*WHAT YOU WILL DO*.
Copy out, exactly as written, only the line containing "Would you mind indicating the sheep's head" and the lines after it through the end of the records.

━━━━━━━━

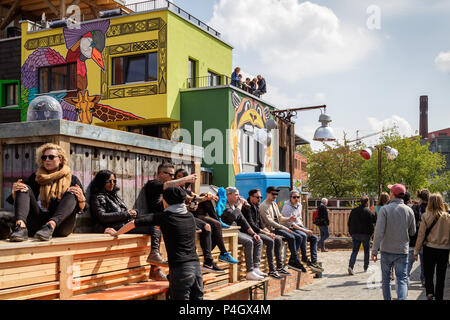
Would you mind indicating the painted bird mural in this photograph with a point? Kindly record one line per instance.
(84, 43)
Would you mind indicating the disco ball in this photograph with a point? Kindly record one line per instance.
(44, 108)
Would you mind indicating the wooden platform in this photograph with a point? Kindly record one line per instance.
(80, 263)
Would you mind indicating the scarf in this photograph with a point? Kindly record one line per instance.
(53, 185)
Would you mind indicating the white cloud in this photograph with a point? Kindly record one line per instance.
(402, 124)
(291, 40)
(442, 61)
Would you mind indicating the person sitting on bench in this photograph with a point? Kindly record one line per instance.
(47, 203)
(178, 230)
(109, 211)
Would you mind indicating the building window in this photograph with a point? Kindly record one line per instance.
(213, 79)
(11, 94)
(134, 68)
(192, 78)
(56, 78)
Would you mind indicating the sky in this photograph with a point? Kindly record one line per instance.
(368, 61)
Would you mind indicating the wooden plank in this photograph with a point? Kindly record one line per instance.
(66, 277)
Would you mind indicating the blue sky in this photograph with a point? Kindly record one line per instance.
(325, 52)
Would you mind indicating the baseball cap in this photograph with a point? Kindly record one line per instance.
(272, 189)
(397, 189)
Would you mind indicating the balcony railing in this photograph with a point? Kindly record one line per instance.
(208, 81)
(164, 4)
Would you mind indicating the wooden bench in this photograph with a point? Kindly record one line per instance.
(82, 263)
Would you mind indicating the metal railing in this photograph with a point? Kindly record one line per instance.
(164, 4)
(208, 81)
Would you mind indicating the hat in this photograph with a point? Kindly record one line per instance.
(397, 189)
(272, 189)
(231, 190)
(174, 195)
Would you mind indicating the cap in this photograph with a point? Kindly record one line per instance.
(174, 195)
(272, 189)
(397, 189)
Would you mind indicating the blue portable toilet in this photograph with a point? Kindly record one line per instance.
(261, 180)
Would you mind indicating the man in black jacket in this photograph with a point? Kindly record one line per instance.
(178, 229)
(360, 226)
(271, 240)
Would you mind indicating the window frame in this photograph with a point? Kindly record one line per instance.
(49, 78)
(124, 59)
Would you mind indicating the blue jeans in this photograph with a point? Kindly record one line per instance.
(324, 235)
(357, 240)
(312, 245)
(411, 262)
(400, 263)
(186, 281)
(294, 243)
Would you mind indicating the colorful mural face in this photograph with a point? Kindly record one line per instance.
(87, 42)
(250, 118)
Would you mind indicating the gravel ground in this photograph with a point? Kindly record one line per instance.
(337, 284)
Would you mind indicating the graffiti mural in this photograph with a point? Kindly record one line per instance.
(87, 42)
(250, 119)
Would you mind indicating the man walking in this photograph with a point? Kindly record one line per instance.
(153, 192)
(395, 224)
(323, 222)
(360, 226)
(271, 240)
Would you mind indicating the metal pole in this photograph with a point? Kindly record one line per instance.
(379, 171)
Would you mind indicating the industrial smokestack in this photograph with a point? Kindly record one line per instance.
(423, 120)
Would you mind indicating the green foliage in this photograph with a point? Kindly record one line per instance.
(340, 171)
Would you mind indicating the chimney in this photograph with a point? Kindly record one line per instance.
(423, 120)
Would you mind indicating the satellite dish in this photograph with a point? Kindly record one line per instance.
(44, 108)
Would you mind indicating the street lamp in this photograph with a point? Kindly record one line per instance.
(323, 133)
(391, 154)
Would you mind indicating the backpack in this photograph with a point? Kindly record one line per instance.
(316, 216)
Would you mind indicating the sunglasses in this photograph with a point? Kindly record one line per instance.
(51, 157)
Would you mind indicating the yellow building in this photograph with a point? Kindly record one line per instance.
(125, 71)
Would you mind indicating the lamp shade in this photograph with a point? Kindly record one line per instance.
(324, 132)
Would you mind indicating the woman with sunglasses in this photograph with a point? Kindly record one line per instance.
(109, 211)
(47, 203)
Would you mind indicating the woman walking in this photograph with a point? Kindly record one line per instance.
(434, 236)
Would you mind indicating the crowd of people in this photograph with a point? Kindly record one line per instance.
(256, 86)
(404, 230)
(46, 205)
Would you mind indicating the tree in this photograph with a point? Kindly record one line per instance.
(334, 171)
(416, 167)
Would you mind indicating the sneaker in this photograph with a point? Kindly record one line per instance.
(45, 234)
(19, 234)
(227, 258)
(275, 275)
(253, 276)
(283, 272)
(259, 272)
(212, 267)
(154, 258)
(297, 267)
(315, 266)
(157, 275)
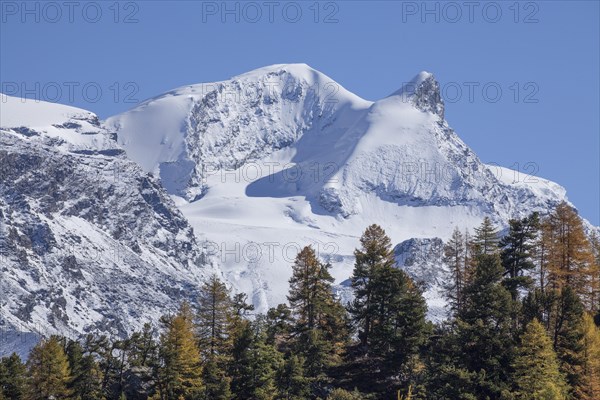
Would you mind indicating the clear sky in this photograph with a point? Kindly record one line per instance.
(520, 79)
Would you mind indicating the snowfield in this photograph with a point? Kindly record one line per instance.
(249, 170)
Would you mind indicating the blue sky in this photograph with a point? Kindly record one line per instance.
(521, 79)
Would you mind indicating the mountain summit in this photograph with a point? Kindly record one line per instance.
(232, 177)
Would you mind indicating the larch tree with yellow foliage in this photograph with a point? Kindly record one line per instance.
(536, 369)
(570, 258)
(180, 372)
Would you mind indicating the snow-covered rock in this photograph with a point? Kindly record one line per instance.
(258, 165)
(88, 241)
(283, 156)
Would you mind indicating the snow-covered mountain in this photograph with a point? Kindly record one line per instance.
(284, 156)
(88, 241)
(259, 166)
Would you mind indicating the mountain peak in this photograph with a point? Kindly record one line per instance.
(424, 92)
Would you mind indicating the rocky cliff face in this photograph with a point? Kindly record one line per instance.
(88, 241)
(91, 238)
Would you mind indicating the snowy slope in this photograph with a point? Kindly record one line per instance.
(256, 167)
(269, 161)
(88, 241)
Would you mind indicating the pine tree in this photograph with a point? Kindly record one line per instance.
(591, 360)
(516, 253)
(48, 370)
(375, 254)
(536, 374)
(181, 371)
(455, 256)
(12, 377)
(486, 238)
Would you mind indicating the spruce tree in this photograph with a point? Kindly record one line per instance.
(181, 371)
(374, 255)
(319, 322)
(217, 386)
(486, 239)
(12, 377)
(536, 373)
(516, 253)
(48, 372)
(454, 257)
(214, 316)
(484, 328)
(291, 382)
(255, 364)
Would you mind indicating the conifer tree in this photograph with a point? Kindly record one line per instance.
(455, 257)
(484, 328)
(568, 335)
(342, 394)
(591, 360)
(144, 349)
(86, 377)
(255, 364)
(181, 371)
(217, 386)
(291, 382)
(375, 254)
(516, 253)
(486, 239)
(319, 324)
(570, 257)
(536, 373)
(48, 371)
(279, 325)
(214, 316)
(12, 377)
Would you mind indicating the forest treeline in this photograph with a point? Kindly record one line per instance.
(523, 324)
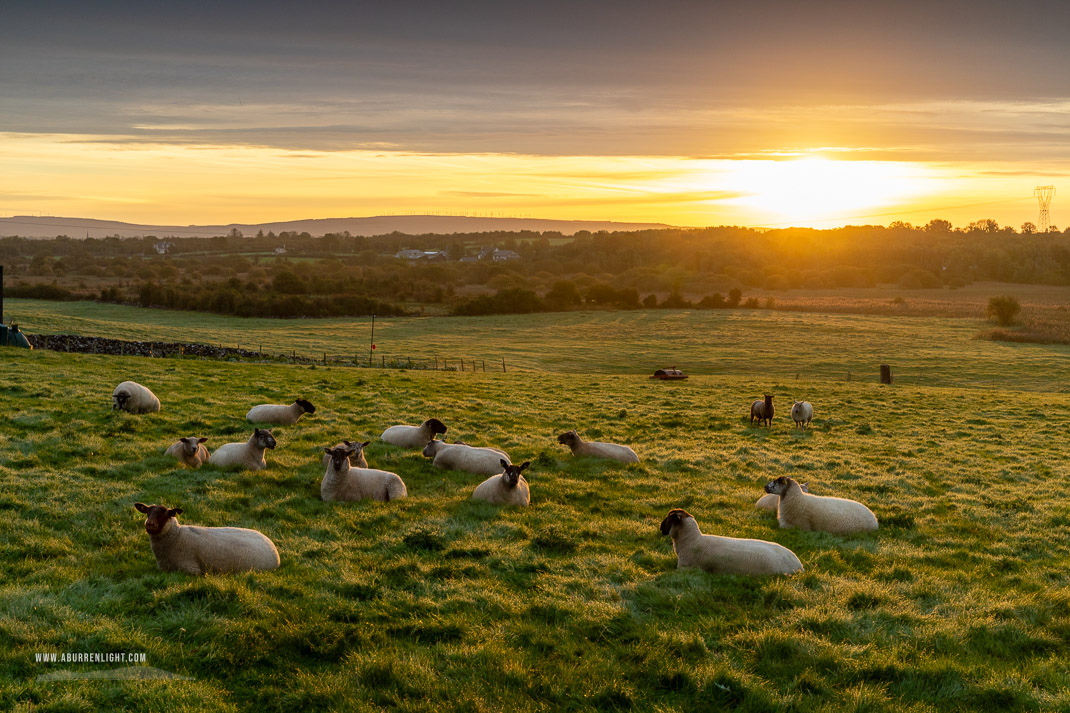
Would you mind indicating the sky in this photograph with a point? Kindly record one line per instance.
(766, 114)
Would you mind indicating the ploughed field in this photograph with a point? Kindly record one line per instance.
(959, 602)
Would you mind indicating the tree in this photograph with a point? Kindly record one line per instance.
(1004, 308)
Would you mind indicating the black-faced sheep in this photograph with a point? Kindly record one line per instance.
(596, 449)
(461, 456)
(278, 414)
(342, 482)
(413, 437)
(724, 555)
(507, 488)
(189, 451)
(248, 455)
(762, 410)
(133, 397)
(809, 512)
(197, 549)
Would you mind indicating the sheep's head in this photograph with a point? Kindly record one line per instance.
(673, 519)
(436, 426)
(263, 439)
(780, 486)
(189, 444)
(510, 476)
(157, 516)
(339, 456)
(569, 438)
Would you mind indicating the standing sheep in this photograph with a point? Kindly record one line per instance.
(133, 397)
(461, 456)
(248, 455)
(189, 451)
(724, 555)
(342, 482)
(762, 410)
(507, 488)
(808, 512)
(596, 449)
(197, 549)
(280, 415)
(356, 458)
(801, 413)
(413, 437)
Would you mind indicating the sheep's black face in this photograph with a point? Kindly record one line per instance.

━━━━━━━━

*ANSWER TO THE PROBLEM*.
Would you mind indicating the sheep's head in this photograph with a point? Kindly record one line per instance.
(673, 519)
(436, 426)
(263, 439)
(780, 486)
(189, 444)
(510, 476)
(157, 516)
(339, 456)
(569, 438)
Would you mind indicating the standing sheep in this photograph with a point? Kindly record one line per instance.
(133, 397)
(461, 456)
(248, 455)
(189, 451)
(724, 555)
(342, 482)
(762, 410)
(507, 488)
(808, 512)
(596, 449)
(197, 549)
(280, 415)
(356, 458)
(801, 413)
(413, 437)
Would you mind indicating the sheep's black face in this photograph with a point? Kindly record one line per instance.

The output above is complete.